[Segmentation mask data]
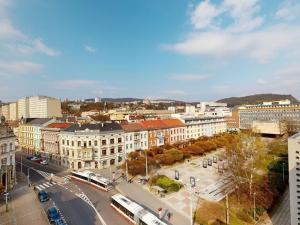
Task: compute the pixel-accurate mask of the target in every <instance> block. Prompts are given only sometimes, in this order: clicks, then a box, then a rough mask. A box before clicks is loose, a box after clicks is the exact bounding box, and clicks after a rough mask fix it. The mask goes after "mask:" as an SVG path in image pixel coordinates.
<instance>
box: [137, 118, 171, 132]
mask: <svg viewBox="0 0 300 225" xmlns="http://www.w3.org/2000/svg"><path fill="white" fill-rule="evenodd" d="M140 124H142V126H143V127H144V128H146V129H148V130H157V129H164V128H167V127H166V124H164V123H163V122H162V120H146V121H141V122H140Z"/></svg>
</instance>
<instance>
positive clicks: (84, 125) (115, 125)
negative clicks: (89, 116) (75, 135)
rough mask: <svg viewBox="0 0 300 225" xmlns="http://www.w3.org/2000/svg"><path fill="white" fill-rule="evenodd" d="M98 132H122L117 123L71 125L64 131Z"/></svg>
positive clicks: (69, 131) (120, 125)
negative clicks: (114, 131) (89, 130)
mask: <svg viewBox="0 0 300 225" xmlns="http://www.w3.org/2000/svg"><path fill="white" fill-rule="evenodd" d="M89 130H91V131H100V132H109V131H118V130H120V131H122V130H123V129H122V127H121V125H120V124H118V123H114V122H111V123H96V124H82V125H80V124H73V125H71V126H70V127H68V128H67V129H65V131H68V132H75V131H89Z"/></svg>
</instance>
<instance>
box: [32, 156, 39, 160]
mask: <svg viewBox="0 0 300 225" xmlns="http://www.w3.org/2000/svg"><path fill="white" fill-rule="evenodd" d="M38 159H39V158H38V157H36V156H32V157H31V159H30V160H31V161H36V160H38Z"/></svg>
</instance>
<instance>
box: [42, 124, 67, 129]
mask: <svg viewBox="0 0 300 225" xmlns="http://www.w3.org/2000/svg"><path fill="white" fill-rule="evenodd" d="M71 125H72V123H50V124H49V125H48V126H46V127H47V128H59V129H66V128H68V127H70V126H71Z"/></svg>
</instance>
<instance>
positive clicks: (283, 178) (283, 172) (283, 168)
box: [282, 163, 285, 184]
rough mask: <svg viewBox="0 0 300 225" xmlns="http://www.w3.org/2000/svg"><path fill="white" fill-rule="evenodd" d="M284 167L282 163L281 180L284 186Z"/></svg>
mask: <svg viewBox="0 0 300 225" xmlns="http://www.w3.org/2000/svg"><path fill="white" fill-rule="evenodd" d="M284 166H285V163H282V180H283V184H284Z"/></svg>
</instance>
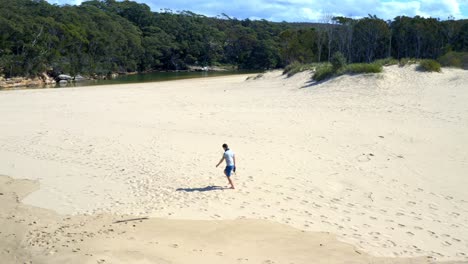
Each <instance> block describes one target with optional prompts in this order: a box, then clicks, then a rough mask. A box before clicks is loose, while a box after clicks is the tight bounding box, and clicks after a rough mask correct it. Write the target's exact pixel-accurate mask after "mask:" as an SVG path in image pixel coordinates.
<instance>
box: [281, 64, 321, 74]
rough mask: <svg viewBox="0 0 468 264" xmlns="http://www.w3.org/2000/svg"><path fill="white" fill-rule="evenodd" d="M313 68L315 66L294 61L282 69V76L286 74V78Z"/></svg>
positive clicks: (310, 69) (309, 64) (308, 70)
mask: <svg viewBox="0 0 468 264" xmlns="http://www.w3.org/2000/svg"><path fill="white" fill-rule="evenodd" d="M315 67H316V65H315V64H303V63H300V62H297V61H295V62H293V63H291V64H289V65H288V66H286V67H285V68H284V71H283V74H287V75H288V77H291V76H293V75H294V74H296V73H299V72H303V71H311V70H314V69H315Z"/></svg>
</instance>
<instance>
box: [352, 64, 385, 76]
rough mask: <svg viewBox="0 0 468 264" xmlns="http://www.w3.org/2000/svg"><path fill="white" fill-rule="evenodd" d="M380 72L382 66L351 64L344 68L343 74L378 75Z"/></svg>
mask: <svg viewBox="0 0 468 264" xmlns="http://www.w3.org/2000/svg"><path fill="white" fill-rule="evenodd" d="M379 72H382V65H380V64H377V63H353V64H349V65H348V66H346V69H345V73H349V74H359V73H379Z"/></svg>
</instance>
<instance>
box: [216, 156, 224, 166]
mask: <svg viewBox="0 0 468 264" xmlns="http://www.w3.org/2000/svg"><path fill="white" fill-rule="evenodd" d="M223 161H224V155H223V157H222V158H221V159H220V160H219V162H218V164H216V168H217V167H218V166H219V164H221V163H222V162H223Z"/></svg>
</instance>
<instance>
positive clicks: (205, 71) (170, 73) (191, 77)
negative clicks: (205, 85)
mask: <svg viewBox="0 0 468 264" xmlns="http://www.w3.org/2000/svg"><path fill="white" fill-rule="evenodd" d="M251 73H252V74H254V73H261V71H244V70H242V71H241V70H240V71H217V72H215V71H212V72H206V71H202V72H150V73H138V74H130V75H120V76H118V77H117V78H115V79H110V80H86V81H80V82H71V83H66V84H58V83H57V84H56V85H54V86H45V87H15V88H7V89H3V90H18V89H41V88H54V89H55V88H69V87H82V86H92V85H108V84H126V83H143V82H162V81H173V80H181V79H190V78H207V77H216V76H226V75H236V74H251ZM0 90H2V89H0Z"/></svg>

### Problem details
Word for word and without any pictures, return all of the lines above.

### Expected answer
Task: compute the pixel-accurate mask of the target in every <instance> block. Prompts are given only sometimes, in this order: clicks, then a box, then a rough mask. A box before clicks is loose, a box after clicks is the exact bounding box, and clicks after a rough mask fix it. The mask goes after "mask:" as an SVG path in image pixel coordinates.
<instance>
box: [137, 118, 171, 132]
mask: <svg viewBox="0 0 300 225" xmlns="http://www.w3.org/2000/svg"><path fill="white" fill-rule="evenodd" d="M140 124H142V126H143V127H144V128H146V129H148V130H157V129H164V128H167V127H166V124H164V123H163V122H162V120H146V121H141V122H140Z"/></svg>
</instance>
<instance>
positive clicks: (84, 125) (115, 125)
negative clicks: (89, 116) (75, 135)
rough mask: <svg viewBox="0 0 300 225" xmlns="http://www.w3.org/2000/svg"><path fill="white" fill-rule="evenodd" d="M98 132H122L117 123L71 125L64 131Z"/></svg>
positive clicks: (69, 131) (120, 125)
negative clicks: (114, 131) (89, 130)
mask: <svg viewBox="0 0 300 225" xmlns="http://www.w3.org/2000/svg"><path fill="white" fill-rule="evenodd" d="M89 130H91V131H100V132H109V131H118V130H120V131H122V130H123V129H122V127H121V125H120V124H118V123H114V122H111V123H96V124H82V125H80V124H73V125H71V126H70V127H68V128H67V129H65V131H68V132H75V131H89Z"/></svg>
</instance>
<instance>
box: [32, 156, 39, 160]
mask: <svg viewBox="0 0 300 225" xmlns="http://www.w3.org/2000/svg"><path fill="white" fill-rule="evenodd" d="M38 159H39V158H38V157H36V156H32V157H31V159H30V160H31V161H36V160H38Z"/></svg>
</instance>
<instance>
box: [42, 124, 67, 129]
mask: <svg viewBox="0 0 300 225" xmlns="http://www.w3.org/2000/svg"><path fill="white" fill-rule="evenodd" d="M71 125H72V123H50V124H49V125H48V126H46V127H47V128H59V129H66V128H68V127H70V126H71Z"/></svg>
</instance>
<instance>
positive clicks: (283, 178) (283, 172) (283, 168)
box: [282, 163, 285, 184]
rough mask: <svg viewBox="0 0 300 225" xmlns="http://www.w3.org/2000/svg"><path fill="white" fill-rule="evenodd" d="M284 167L282 163L281 180L284 186Z"/></svg>
mask: <svg viewBox="0 0 300 225" xmlns="http://www.w3.org/2000/svg"><path fill="white" fill-rule="evenodd" d="M284 166H285V163H282V180H283V184H284Z"/></svg>
</instance>
Each <instance> block describes one target with optional prompts in this order: a box, then clicks, then a rough mask. A box before clicks is loose, while a box after clicks is the tight bounding box, and clicks after a rough mask correct it. Write the target's exact pixel-accurate mask after "mask:" as an SVG path in image pixel coordinates.
<instance>
box: [281, 64, 321, 74]
rough mask: <svg viewBox="0 0 468 264" xmlns="http://www.w3.org/2000/svg"><path fill="white" fill-rule="evenodd" d="M313 68L315 66L294 61L282 69V76L286 74V78Z"/></svg>
positive clicks: (310, 69) (309, 64) (308, 70)
mask: <svg viewBox="0 0 468 264" xmlns="http://www.w3.org/2000/svg"><path fill="white" fill-rule="evenodd" d="M315 67H316V65H315V64H303V63H300V62H297V61H295V62H293V63H291V64H289V65H288V66H286V67H285V68H284V71H283V74H287V75H288V77H291V76H293V75H294V74H296V73H299V72H303V71H311V70H314V69H315Z"/></svg>
</instance>
<instance>
box: [352, 64, 385, 76]
rough mask: <svg viewBox="0 0 468 264" xmlns="http://www.w3.org/2000/svg"><path fill="white" fill-rule="evenodd" d="M380 72L382 66L351 64L344 68L343 74L378 75Z"/></svg>
mask: <svg viewBox="0 0 468 264" xmlns="http://www.w3.org/2000/svg"><path fill="white" fill-rule="evenodd" d="M379 72H382V65H380V64H377V63H353V64H349V65H348V66H346V69H345V73H349V74H359V73H379Z"/></svg>
</instance>
<instance>
box: [216, 156, 224, 166]
mask: <svg viewBox="0 0 468 264" xmlns="http://www.w3.org/2000/svg"><path fill="white" fill-rule="evenodd" d="M223 161H224V155H223V157H222V158H221V159H220V160H219V162H218V164H216V168H217V167H218V166H219V164H221V163H222V162H223Z"/></svg>
</instance>
<instance>
positive clicks: (205, 71) (170, 73) (191, 77)
negative clicks: (205, 85)
mask: <svg viewBox="0 0 468 264" xmlns="http://www.w3.org/2000/svg"><path fill="white" fill-rule="evenodd" d="M251 73H252V74H254V73H261V71H244V70H242V71H241V70H240V71H217V72H215V71H212V72H206V71H202V72H150V73H138V74H130V75H120V76H118V77H117V78H115V79H110V80H86V81H80V82H71V83H66V84H58V83H57V84H56V85H54V86H45V87H15V88H7V89H3V90H18V89H41V88H54V89H55V88H69V87H82V86H92V85H108V84H126V83H143V82H162V81H173V80H181V79H190V78H207V77H216V76H226V75H236V74H251ZM0 90H2V89H0Z"/></svg>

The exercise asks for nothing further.